El libro está en gran medida a la altura de este propósito. Lo está, sobre todo, mientras se ocupa de la violencia. Salvo el primer capítulo, dedicado a la cueva de Chauvet, la cueva de los sueños olvidados, donde fueron descubiertas en 1994 montones de pinturas de cerca de cuarenta mil años de antigüedad (el doble que las de Altamira), todos los demás, hasta el veinte, tienen que ver con ella. La violencia, según Altares, recorre la historia de Europa desde su origen. No es casual, desde luego, que el primer europeo conocido, el hombre de Ötzi, cuyo cuerpo, conservado en los Alpes a tres mil doscientos metros de altura, muriera hace cinco mil trescientos años a causa de un flechazo en la espalda. Tampoco que la experiencia de la guerra, tema de la Iliada, relato fundacional de nuestra cultura, nos haya acompañado siempre. De una cosa y otra escribe en el segundo y tercer capítulos para seguir luego reflexionando en los siguientes acerca de la violencia y sus modalidades. De todas, ha tenido Europa dosis significativas: violencia institucional, violencia religiosa, violencia personal, violencia patriótica, violencia ideológica… Claro que eso no quiere decir que en nuestra historia no se hayan dado pasos en otra dirección. La Unión Europea, de la que Altares, al igual que yo, es abierto partidario, constituye una prueba de lo mucho que se gana cuando la cooperación se impone a la divergencia, algo que desafortunadamente no garantiza que en cualquier momento surjan fuerzas que amenacen su existencia.
Europa siempre fue un proyecto en construcción. A pesar de su diversidad, algo ha unido desde tiempos remotos a sus habitantes. Este espíritu común se ha revelado tanto en el esfuerzo hacia la integración de ciertos períodos como en la propensión al mantenimiento de la diversidad de otros. Tendemos a creer que las naciones fueron primero y luego vino Europa, pero en realidad ocurrió al revés. La unión, en cierto sentido, precedió siempre a la dispersión. De hecho, antes que los Estados fue el Imperio Romano. Es de sus fragmentos de donde surgieron las naciones. Los grandes reyes soñaron siempre con reconstruirlo. Intereses dinásticos, prejuicios religiosos o rivalidades comerciales y económicas, obstaculizaron ese proceso, aunque siempre hubo algo que se imponía sobre las diferencias, algo que tiene que ver con el gusto y el pensamiento (artes, ciencia, filosofía). Nadie puede negar que los Estados han tenido importancia en la construcción de lo que somos, pero el proceso que ha conducido en las últimas décadas a tratar de disolverlos en una unidad superior —renunciando a las fronteras, buscando el bien común general, etcétera— no es ajeno a nuestra historia y ha sido, como escribe Altares «lo mejor que nos ha pasado en nuestra historia reciente como europeos». Que en las últimas décadas haya prevalecido en Europa el espíritu de cooperación sobre las tradicionales formas de desavenencia es algo que no sólo hay que celebrar, sino que defender seriamente. Lo mismo cabe decir —y eso hace él— de la transición española, a pesar de sus limitaciones, empezando por la imposibilidad de construir un relato satisfactorio para todos. La lección que no podemos olvidar cuando repasamos nuestra historia, la de Europa y la de España, es que hay que luchar por la verdad, pero al mismo tiempo impedir que la verdad se diluya y transforme en mito, pues los mitos, tan seductores y fascinantes en la literatura o el cine, no sirven para construir el presente.

- _ENUNCIADO 1_: Localiza en las entradas cada línea en la que aparezca la cadena "black" y cópiala.

- _ENTRADAS DE DATOS_:
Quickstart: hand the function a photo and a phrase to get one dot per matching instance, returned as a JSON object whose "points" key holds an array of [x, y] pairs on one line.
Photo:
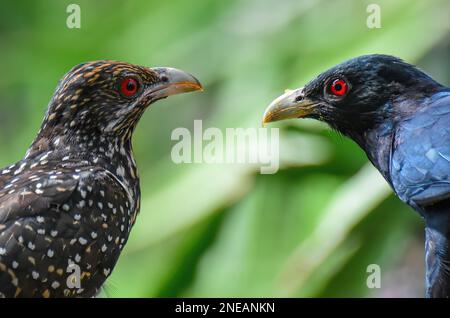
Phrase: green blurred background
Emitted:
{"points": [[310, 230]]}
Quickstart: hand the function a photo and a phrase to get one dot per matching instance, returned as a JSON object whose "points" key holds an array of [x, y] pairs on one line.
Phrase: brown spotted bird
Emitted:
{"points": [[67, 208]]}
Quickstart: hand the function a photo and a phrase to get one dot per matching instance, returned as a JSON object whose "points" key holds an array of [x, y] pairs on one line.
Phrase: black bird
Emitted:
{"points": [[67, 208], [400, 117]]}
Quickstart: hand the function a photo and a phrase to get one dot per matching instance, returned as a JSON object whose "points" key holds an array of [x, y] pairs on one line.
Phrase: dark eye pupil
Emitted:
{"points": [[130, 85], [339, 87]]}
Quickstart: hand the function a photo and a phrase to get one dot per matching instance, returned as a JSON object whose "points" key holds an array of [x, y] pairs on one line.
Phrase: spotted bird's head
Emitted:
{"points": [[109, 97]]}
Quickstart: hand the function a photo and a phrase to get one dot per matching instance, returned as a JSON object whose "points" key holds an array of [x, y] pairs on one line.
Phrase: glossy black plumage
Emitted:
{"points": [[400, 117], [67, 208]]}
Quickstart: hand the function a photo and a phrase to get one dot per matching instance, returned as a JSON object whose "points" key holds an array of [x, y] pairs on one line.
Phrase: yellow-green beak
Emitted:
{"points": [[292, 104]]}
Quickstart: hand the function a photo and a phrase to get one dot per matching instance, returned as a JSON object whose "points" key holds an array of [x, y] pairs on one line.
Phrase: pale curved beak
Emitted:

- _ENUNCIADO 2_:
Responde según el fragmento:
(a) ¿En qué año se descubrieron las pinturas de la cueva de Chauvet?
(b) ¿Qué causó la muerte del hombre de Ötzi?
(c) ¿De qué surgieron las naciones?

- _RESPUESTA CORRECTA 1_:
Phrase: black bird
Phrase: glossy black plumage

- _RESPUESTA CORRECTA 2_:
(a) En 1994.
(b) Un flechazo en la espalda.
(c) De los fragmentos del Imperio Romano.